(Task objective):
Please copy out every one of the items below word for word, keeping each line and its order unchanged.

(Task data):
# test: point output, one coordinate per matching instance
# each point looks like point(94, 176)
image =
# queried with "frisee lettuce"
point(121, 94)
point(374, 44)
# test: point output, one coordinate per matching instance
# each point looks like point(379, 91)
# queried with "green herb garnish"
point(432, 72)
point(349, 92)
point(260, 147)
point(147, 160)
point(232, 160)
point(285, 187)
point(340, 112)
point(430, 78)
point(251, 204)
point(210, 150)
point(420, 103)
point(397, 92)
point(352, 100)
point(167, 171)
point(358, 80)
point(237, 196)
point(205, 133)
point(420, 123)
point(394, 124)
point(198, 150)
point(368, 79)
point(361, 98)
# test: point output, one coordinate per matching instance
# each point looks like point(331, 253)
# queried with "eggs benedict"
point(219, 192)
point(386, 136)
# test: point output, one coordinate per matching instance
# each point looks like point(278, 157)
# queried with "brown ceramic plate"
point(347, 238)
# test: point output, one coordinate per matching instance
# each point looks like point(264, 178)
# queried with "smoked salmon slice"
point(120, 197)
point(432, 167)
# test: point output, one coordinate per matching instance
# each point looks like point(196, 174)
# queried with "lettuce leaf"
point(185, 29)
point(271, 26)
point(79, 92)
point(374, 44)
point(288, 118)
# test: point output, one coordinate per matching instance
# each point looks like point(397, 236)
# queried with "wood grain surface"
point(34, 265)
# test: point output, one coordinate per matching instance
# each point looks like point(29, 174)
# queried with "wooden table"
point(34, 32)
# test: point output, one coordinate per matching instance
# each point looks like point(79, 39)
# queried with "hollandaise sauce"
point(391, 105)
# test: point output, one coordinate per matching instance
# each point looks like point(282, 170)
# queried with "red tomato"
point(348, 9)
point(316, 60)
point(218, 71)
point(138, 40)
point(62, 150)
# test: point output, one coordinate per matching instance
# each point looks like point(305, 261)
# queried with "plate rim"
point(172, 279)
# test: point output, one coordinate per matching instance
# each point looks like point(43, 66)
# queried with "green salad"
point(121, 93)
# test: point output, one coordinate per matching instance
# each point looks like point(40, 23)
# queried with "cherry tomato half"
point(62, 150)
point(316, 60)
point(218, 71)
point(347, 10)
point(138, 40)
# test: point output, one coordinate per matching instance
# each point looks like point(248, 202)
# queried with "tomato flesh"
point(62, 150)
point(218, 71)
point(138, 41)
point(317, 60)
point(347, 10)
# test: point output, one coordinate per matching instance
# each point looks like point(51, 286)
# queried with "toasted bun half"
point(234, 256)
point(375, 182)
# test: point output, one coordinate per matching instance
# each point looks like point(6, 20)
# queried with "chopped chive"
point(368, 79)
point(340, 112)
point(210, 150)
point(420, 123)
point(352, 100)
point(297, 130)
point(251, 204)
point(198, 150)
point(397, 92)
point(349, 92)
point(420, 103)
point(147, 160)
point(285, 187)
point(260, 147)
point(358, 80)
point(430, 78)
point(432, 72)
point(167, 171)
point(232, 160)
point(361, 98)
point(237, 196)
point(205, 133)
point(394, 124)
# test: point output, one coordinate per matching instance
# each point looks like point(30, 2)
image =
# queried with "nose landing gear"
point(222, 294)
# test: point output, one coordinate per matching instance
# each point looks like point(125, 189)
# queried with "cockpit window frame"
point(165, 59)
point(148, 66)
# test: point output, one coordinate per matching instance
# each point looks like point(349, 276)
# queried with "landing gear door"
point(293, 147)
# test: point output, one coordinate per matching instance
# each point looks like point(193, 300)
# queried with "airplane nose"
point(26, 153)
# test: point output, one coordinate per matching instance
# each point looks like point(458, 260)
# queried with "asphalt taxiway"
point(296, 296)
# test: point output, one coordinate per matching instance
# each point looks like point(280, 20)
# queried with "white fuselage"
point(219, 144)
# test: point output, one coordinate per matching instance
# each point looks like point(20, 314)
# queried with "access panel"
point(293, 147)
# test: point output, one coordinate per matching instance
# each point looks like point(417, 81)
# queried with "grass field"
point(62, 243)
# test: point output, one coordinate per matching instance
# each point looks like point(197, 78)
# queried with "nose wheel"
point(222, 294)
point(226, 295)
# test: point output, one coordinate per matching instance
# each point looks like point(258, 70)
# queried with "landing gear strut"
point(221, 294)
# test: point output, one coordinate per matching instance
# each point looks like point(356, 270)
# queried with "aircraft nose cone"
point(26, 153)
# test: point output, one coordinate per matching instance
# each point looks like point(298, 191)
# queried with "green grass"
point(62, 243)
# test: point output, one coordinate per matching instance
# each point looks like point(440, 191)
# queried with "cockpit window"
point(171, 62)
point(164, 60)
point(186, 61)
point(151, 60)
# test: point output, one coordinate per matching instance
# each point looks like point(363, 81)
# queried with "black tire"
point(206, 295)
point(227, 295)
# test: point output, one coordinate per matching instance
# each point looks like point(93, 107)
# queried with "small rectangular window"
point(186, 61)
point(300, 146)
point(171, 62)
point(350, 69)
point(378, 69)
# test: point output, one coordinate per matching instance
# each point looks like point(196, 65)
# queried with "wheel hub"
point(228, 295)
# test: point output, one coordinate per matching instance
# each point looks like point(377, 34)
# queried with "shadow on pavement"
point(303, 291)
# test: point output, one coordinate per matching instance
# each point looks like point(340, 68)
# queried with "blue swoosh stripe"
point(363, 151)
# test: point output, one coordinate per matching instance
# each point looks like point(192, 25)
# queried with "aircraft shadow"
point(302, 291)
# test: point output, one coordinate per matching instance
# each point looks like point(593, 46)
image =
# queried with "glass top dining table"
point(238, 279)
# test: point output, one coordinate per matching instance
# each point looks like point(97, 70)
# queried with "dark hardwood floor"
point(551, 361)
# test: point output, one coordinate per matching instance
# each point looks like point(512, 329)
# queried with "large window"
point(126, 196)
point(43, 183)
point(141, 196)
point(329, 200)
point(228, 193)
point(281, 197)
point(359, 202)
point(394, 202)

(Final answer):
# test: point output, one coordinate per matching instance
# each point looks like point(94, 176)
image =
# queried with "frisee lettuce"
point(121, 94)
point(374, 44)
# test: point output, one coordinate per matching instance
# each point looks like point(379, 91)
# queried with "green herb garnish"
point(432, 72)
point(349, 92)
point(260, 147)
point(147, 160)
point(232, 160)
point(285, 187)
point(340, 112)
point(430, 78)
point(251, 204)
point(210, 150)
point(420, 103)
point(397, 92)
point(352, 100)
point(167, 171)
point(358, 80)
point(237, 196)
point(205, 133)
point(420, 123)
point(394, 124)
point(198, 150)
point(368, 79)
point(361, 98)
# test: point output, one coordinate per matching instance
# each point looks like point(331, 253)
# queried with "eggs benedict"
point(219, 192)
point(386, 136)
# test: point output, one coordinate per matching instance
# each point looks like point(278, 157)
# queried with "brown ceramic plate"
point(347, 238)
# test: point output, one coordinate per matching instance
# each point looks like point(264, 178)
# queried with "smoked salmon slice"
point(120, 197)
point(432, 167)
# test: point output, one coordinate per matching instance
# each point looks like point(196, 174)
# queried with "lettuce leaf"
point(185, 29)
point(271, 26)
point(79, 92)
point(374, 44)
point(288, 118)
# test: point output, one coordinate per matching instance
# each point looks like point(397, 236)
# queried with "wood grain surface"
point(34, 265)
# test: point output, one coordinate per matching instance
# each point looks like point(29, 174)
# queried with "wooden table"
point(34, 32)
# test: point output, one coordinate per matching instance
# each point looks like point(79, 39)
# queried with "hollandaise sauce"
point(391, 105)
# test: point output, one coordinate per matching instance
# each point looks like point(282, 170)
# queried with "red tomato"
point(348, 9)
point(316, 60)
point(218, 71)
point(138, 40)
point(62, 150)
# test: point output, one coordinate per matching instance
# each point looks like point(305, 261)
# queried with "plate rim"
point(172, 279)
# test: point output, one coordinate per matching instance
# each point looks like point(43, 66)
# queried with "green salad"
point(121, 93)
# test: point output, one coordinate per matching instance
# each point looks like point(40, 23)
# queried with "cherry tomato half"
point(62, 150)
point(316, 60)
point(218, 71)
point(347, 10)
point(138, 40)
# test: point output, one coordinate per matching instance
# each point looks like point(248, 202)
# queried with "tomato flesh"
point(62, 150)
point(218, 71)
point(138, 41)
point(317, 60)
point(347, 10)
# test: point output, one coordinate per matching instance
# each point looks like point(51, 286)
# queried with "toasted bun half"
point(234, 256)
point(375, 182)
# test: point output, one coordinate per matching instance
# each point looks like point(6, 20)
# queried with "chopped chive"
point(368, 79)
point(340, 112)
point(210, 150)
point(420, 123)
point(352, 100)
point(297, 130)
point(251, 204)
point(198, 150)
point(397, 92)
point(349, 92)
point(420, 103)
point(147, 160)
point(285, 187)
point(260, 147)
point(358, 80)
point(430, 78)
point(432, 72)
point(167, 171)
point(232, 160)
point(361, 98)
point(237, 196)
point(205, 133)
point(394, 124)
# test: point output, one coordinate per matching instance
# each point looks like point(30, 2)
image =
# queried with "nose landing gear"
point(222, 294)
# test: point output, one coordinate per matching instance
# each point looks like point(125, 189)
# queried with "cockpit window frame"
point(165, 59)
point(148, 66)
# test: point output, one coordinate per matching instance
# each point looks like point(349, 276)
# queried with "landing gear door"
point(293, 147)
# test: point output, one coordinate per matching instance
# each point looks like point(193, 300)
# queried with "airplane nose"
point(26, 153)
# test: point output, one coordinate per matching instance
# each point looks like point(458, 260)
# queried with "asphalt taxiway"
point(296, 296)
# test: point output, one coordinate per matching instance
# each point looks like point(280, 20)
# queried with "white fuselage"
point(219, 144)
# test: point output, one coordinate per matching instance
# each point looks like point(20, 314)
# queried with "access panel"
point(293, 147)
# test: point output, one coordinate per matching instance
# each point looks like point(417, 81)
# queried with "grass field"
point(62, 243)
# test: point output, one coordinate per matching instance
# each point looks like point(197, 78)
# queried with "nose wheel"
point(222, 294)
point(226, 295)
# test: point output, one coordinate per matching instance
# each point looks like point(258, 70)
# queried with "landing gear strut"
point(221, 294)
# test: point output, one coordinate per matching instance
# each point looks like point(356, 270)
# queried with "aircraft nose cone"
point(26, 153)
# test: point output, one coordinate per matching instance
# each point looks like point(298, 191)
# queried with "green grass"
point(62, 243)
# test: point output, one coordinate per matching instance
# each point looks like point(440, 191)
# queried with "cockpit window"
point(171, 62)
point(164, 60)
point(186, 61)
point(151, 60)
# test: point output, one coordinate per matching instance
# each point looks like point(363, 81)
# queried with "black tire"
point(206, 295)
point(227, 295)
# test: point output, one coordinate per matching instance
# each point looks like point(93, 107)
# queried with "small rectangular window"
point(186, 61)
point(300, 146)
point(171, 62)
point(350, 69)
point(378, 69)
# test: point output, one coordinate per matching instance
# each point looks like point(196, 65)
# queried with "wheel hub"
point(228, 295)
# test: point output, one coordinate per matching instance
# each point looks like point(377, 34)
# queried with "shadow on pavement"
point(303, 291)
# test: point output, one coordinate per matching instance
# each point looks like point(340, 68)
# queried with "blue swoosh stripe"
point(363, 151)
# test: point output, one coordinate per matching instance
# each point looks like point(192, 25)
# queried with "aircraft shadow"
point(302, 291)
# test: point output, one coordinate per matching instance
# each point looks like point(593, 46)
image =
# queried with "glass top dining table"
point(238, 279)
# test: point output, one coordinate per matching instance
# each point looks like point(97, 70)
# queried with "dark hardwood floor"
point(551, 361)
# test: point output, one coordinate per matching instance
# each point looks like point(512, 329)
# queried with "large window"
point(126, 196)
point(43, 183)
point(141, 196)
point(329, 200)
point(228, 193)
point(281, 197)
point(359, 202)
point(394, 202)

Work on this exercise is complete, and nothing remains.